PROBLEM TO WORK ON: Render the listing below as a two-column CSV with the headers instruction and result, one row per instruction paired with its result, each value in a single quoted field with line breaks replaced by spaces. Leave the pictures out.
:::
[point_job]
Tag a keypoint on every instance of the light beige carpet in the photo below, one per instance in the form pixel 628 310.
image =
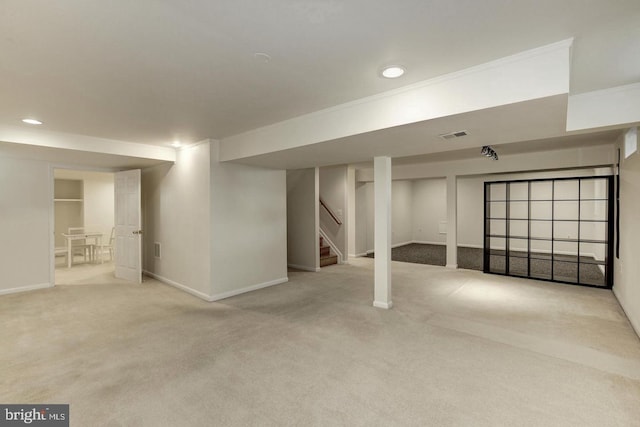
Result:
pixel 459 348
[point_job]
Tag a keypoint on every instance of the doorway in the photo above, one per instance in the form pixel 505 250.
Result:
pixel 83 227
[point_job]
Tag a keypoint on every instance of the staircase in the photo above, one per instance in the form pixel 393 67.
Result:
pixel 326 258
:::
EXERCISE OUTPUT:
instruction,result
"[point_job] Tag a keypoint on every instance of the light beige carpet in the photo below, one per instance in the form pixel 628 310. image = Result:","pixel 459 348"
"[point_job] Tag a keypoint on every instance of the doorway in the photo above, one per instance in the form pixel 505 250. Result:","pixel 83 227"
"[point_job] Tag a keypoint on every instance of the staircase in the photo above, one per instance in the form pixel 393 67. Result:","pixel 326 258"